> [提示された本文]:
シニアコーナーの入り口には、たくさんの求人情報が貼り出されている

 具体的には、どのようなサポートがあるのだろうか。

 まずシニアコーナーに登録し、キャリアコンサルタントの資格をもつ相談員とこれまでの職歴や経験、希望の収入や働き方などについて整理していく。さらに履歴書の書き方や面接の指導もしてくれるという。相談者は自ら同フロア内にある55歳以上のシニアを対象にしたハローワークで、求人情報を紙ベースで探すことができる。

 最近の傾向ではマンション管理員、保育補助員やコンビニといった仕事が多い。マンション管理員は住人とのやりとりがあるため、企業によってはシニア女性を望む声も。大学病院での軽作業や、下町の工場での手作業といった仕事もある。

 シニアの就活のポイントは、「あまり前職にこだわらないこと。職種転換は早めに考え新たな道も視野に入れること。無職というブランクを作らないために、資格を取るなら働きながら」(酒井さん、以下同)という3点が大切だという。

「利用者側は“いままでの職と同じもの”を求めることが多く、事務系の仕事が特に人気。求人はあっても枠は急激に狭まる。相談員から、いままでと違う仕事を考えてみては、と話すことも多いです」

> [検討対象の資料]:
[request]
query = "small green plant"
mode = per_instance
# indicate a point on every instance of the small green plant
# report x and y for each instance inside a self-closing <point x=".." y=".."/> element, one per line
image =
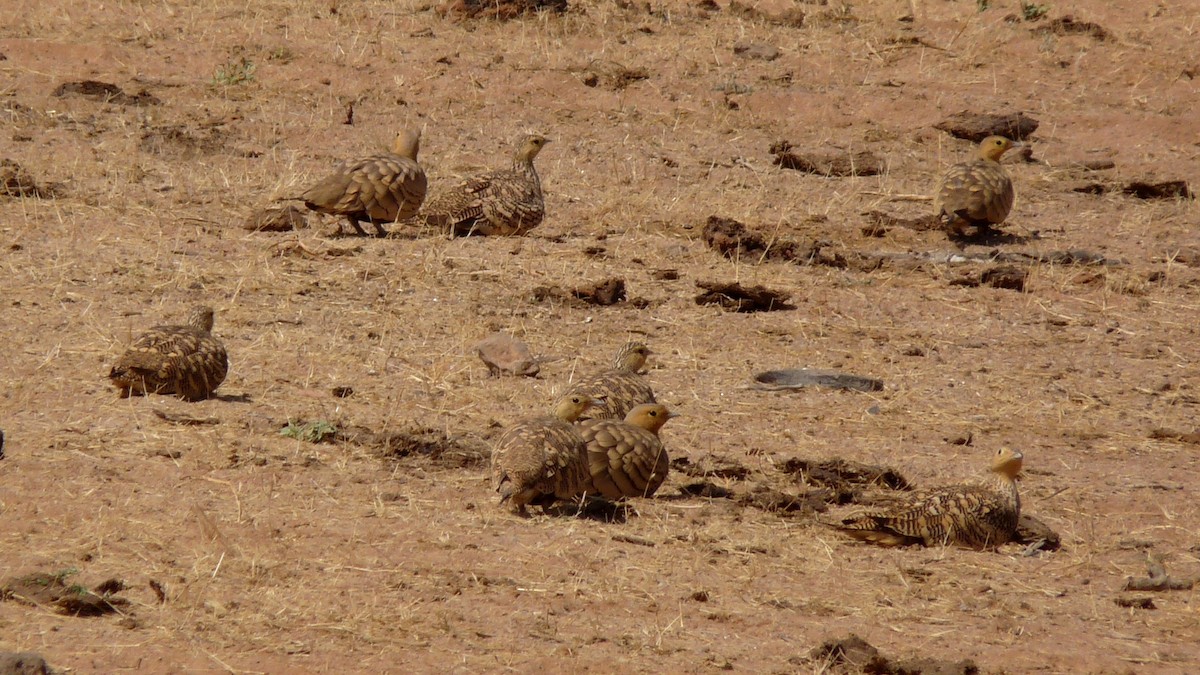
<point x="1033" y="12"/>
<point x="310" y="431"/>
<point x="234" y="72"/>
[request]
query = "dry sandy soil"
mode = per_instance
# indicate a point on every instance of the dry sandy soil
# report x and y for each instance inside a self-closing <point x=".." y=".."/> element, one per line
<point x="240" y="549"/>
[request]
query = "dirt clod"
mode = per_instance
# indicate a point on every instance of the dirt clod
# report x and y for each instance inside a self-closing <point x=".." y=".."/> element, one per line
<point x="737" y="298"/>
<point x="736" y="242"/>
<point x="856" y="655"/>
<point x="276" y="219"/>
<point x="768" y="499"/>
<point x="1158" y="190"/>
<point x="1068" y="24"/>
<point x="840" y="473"/>
<point x="977" y="126"/>
<point x="607" y="292"/>
<point x="499" y="10"/>
<point x="52" y="590"/>
<point x="107" y="93"/>
<point x="756" y="51"/>
<point x="421" y="443"/>
<point x="611" y="75"/>
<point x="504" y="354"/>
<point x="1140" y="602"/>
<point x="16" y="181"/>
<point x="828" y="162"/>
<point x="23" y="663"/>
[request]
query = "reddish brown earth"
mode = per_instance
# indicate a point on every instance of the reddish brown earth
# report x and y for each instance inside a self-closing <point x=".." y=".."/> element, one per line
<point x="240" y="549"/>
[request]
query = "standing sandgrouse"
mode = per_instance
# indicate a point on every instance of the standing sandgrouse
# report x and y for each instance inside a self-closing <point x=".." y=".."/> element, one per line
<point x="543" y="459"/>
<point x="977" y="515"/>
<point x="978" y="192"/>
<point x="185" y="360"/>
<point x="625" y="458"/>
<point x="622" y="387"/>
<point x="499" y="203"/>
<point x="379" y="189"/>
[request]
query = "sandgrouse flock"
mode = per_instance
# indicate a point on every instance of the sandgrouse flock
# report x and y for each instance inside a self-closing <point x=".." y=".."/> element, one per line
<point x="601" y="437"/>
<point x="567" y="455"/>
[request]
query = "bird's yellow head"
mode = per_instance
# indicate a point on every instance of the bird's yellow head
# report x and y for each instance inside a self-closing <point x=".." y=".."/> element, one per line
<point x="407" y="143"/>
<point x="529" y="145"/>
<point x="631" y="357"/>
<point x="571" y="406"/>
<point x="201" y="318"/>
<point x="1007" y="461"/>
<point x="649" y="417"/>
<point x="994" y="147"/>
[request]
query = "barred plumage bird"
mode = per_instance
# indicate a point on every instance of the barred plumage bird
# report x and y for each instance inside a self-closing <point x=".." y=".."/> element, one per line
<point x="499" y="203"/>
<point x="978" y="192"/>
<point x="543" y="459"/>
<point x="976" y="515"/>
<point x="621" y="387"/>
<point x="378" y="189"/>
<point x="185" y="360"/>
<point x="625" y="457"/>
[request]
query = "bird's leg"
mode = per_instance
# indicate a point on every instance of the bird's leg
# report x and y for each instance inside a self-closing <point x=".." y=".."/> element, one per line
<point x="358" y="227"/>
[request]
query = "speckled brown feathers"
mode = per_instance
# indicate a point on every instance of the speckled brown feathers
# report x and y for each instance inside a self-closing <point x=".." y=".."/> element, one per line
<point x="625" y="457"/>
<point x="978" y="192"/>
<point x="185" y="360"/>
<point x="544" y="459"/>
<point x="622" y="387"/>
<point x="976" y="515"/>
<point x="379" y="189"/>
<point x="501" y="203"/>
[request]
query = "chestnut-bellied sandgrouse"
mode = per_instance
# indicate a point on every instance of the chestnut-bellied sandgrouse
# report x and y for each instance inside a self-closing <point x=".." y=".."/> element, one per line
<point x="622" y="387"/>
<point x="498" y="203"/>
<point x="378" y="189"/>
<point x="625" y="457"/>
<point x="543" y="459"/>
<point x="185" y="360"/>
<point x="977" y="515"/>
<point x="978" y="192"/>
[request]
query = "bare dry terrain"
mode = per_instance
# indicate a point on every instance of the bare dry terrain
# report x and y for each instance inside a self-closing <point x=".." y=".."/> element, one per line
<point x="235" y="548"/>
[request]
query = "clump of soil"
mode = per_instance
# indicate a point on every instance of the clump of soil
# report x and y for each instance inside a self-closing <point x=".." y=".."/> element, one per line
<point x="180" y="142"/>
<point x="828" y="162"/>
<point x="23" y="663"/>
<point x="879" y="222"/>
<point x="840" y="473"/>
<point x="499" y="10"/>
<point x="856" y="655"/>
<point x="768" y="499"/>
<point x="1068" y="24"/>
<point x="735" y="240"/>
<point x="607" y="292"/>
<point x="604" y="293"/>
<point x="418" y="442"/>
<point x="16" y="181"/>
<point x="504" y="354"/>
<point x="75" y="599"/>
<point x="1012" y="278"/>
<point x="276" y="219"/>
<point x="737" y="298"/>
<point x="106" y="93"/>
<point x="976" y="126"/>
<point x="611" y="75"/>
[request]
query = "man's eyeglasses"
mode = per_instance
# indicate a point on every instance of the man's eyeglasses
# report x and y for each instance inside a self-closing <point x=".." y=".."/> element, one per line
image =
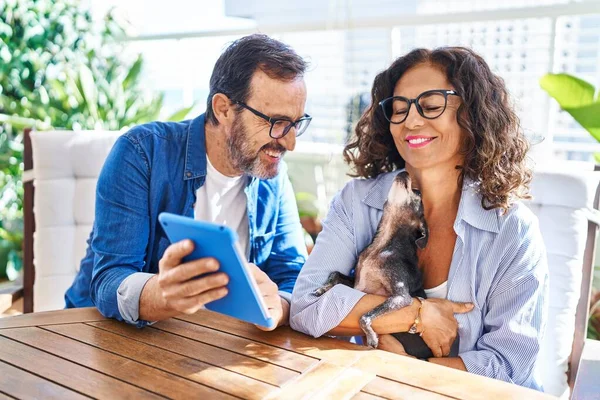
<point x="280" y="126"/>
<point x="430" y="105"/>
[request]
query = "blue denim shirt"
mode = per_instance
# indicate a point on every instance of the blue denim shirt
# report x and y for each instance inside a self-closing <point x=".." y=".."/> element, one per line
<point x="159" y="167"/>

> [演習のねらい]:
シニア就職支援の文章について、次の問いに答えてください。
1. 相談員はどのような資格をもっていますか。
2. 最近の傾向として多い仕事には、どのようなものが挙げられていますか。
3. 利用者の間で特に人気があるのは、どのような系統の仕事ですか。
この資料は、シニア就職支援の文章とは関係がありません。

> [演習の結果]:
1. キャリアコンサルタントの資格
2. マンション管理員、保育補助員、コンビニといった仕事
3. 事務系の仕事